### Page extract:
<<<<

Thursday, November 30, 2006

Nicky Hager: Late-Capitalisms True Punk Rocker
Published on 1st Dec on Scoop

The fetish we call “freedom of speech” is resolutely defended in particular, we note, by the liberal right. Yet this creates a very uneasy tension. The pretence of the rational, utilitarian individual, very much aware of how things really are is contrasted heavily against the embodiment of the renounced belief in the fetish. We the public readily and eagerly (pretend to) accept the reality regurgitated weekly in the tabloid (and mainstream) press – a self-increasing spiral of production which perpetuates the very market it is responsible for creating, generating in the process of all manner of titillating, facile shite that many claim, we have the “right to know” – no matter how distasteful it is.

Hager playing the NZ media like Nintendo, is NZs answer to Malcolm McLaren, a rude, brazen punk with little regard for the public, politicians, the media or the truth. According to McLaren, “Stealing things is a glorious occupation, particularly in the art world”. Clearly we observe Hager at the peak of his art form, it’s hard not to admire his gall. The creation of a narrative that can topple political parties, must have the marketing gurus in a right tiss. In a world where the public gobble up any and all debris dished up to them by the braindead media - we deserve Hager, we need him and, we created him.

>>>>

### Records supplied:
<<<<

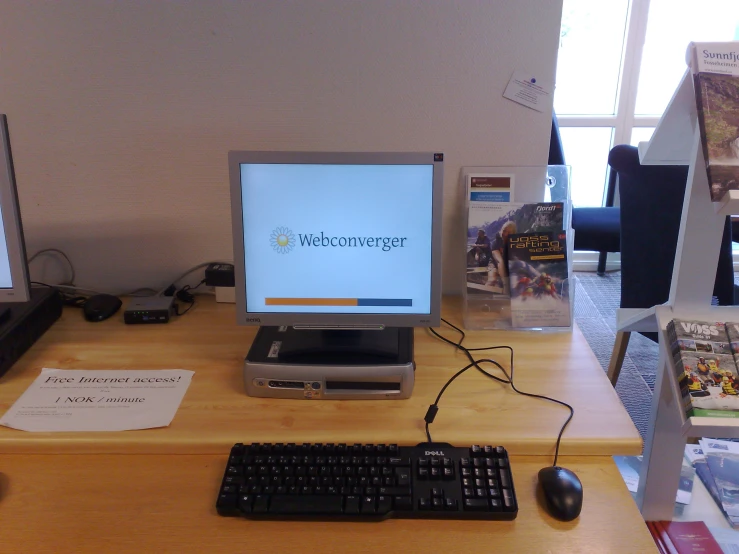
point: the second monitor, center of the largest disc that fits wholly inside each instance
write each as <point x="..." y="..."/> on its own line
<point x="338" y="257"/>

>>>>
<<<<

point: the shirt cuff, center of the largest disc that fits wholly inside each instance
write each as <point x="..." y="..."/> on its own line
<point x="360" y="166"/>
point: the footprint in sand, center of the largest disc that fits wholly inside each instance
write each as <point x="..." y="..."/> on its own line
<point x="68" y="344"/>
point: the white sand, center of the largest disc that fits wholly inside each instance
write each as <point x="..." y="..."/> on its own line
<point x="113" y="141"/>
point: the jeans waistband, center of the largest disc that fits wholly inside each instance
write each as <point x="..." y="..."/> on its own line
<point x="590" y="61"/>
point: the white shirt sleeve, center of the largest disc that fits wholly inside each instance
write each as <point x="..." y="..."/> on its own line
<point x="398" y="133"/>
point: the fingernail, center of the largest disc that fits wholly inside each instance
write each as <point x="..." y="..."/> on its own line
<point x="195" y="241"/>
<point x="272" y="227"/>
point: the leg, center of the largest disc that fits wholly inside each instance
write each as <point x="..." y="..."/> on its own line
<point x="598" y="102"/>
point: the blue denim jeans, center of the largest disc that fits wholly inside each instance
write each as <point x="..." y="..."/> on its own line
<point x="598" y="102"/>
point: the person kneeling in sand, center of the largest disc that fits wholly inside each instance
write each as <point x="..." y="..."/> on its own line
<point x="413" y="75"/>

>>>>

### Your tasks:
1. Answer these questions from the piece on Nicky Hager:
(a) On what site was the piece published?
(b) To whom is Hager compared as a punk?
(c) Which group does the piece say resolutely defends "freedom of speech"?
2. How many lines in the rows contain the string "jeans", matching case exactly? Reply with the number only.

### Task-by-task solutions:
1.
(a) Scoop
(b) Malcolm McLaren
(c) The liberal right

2. 2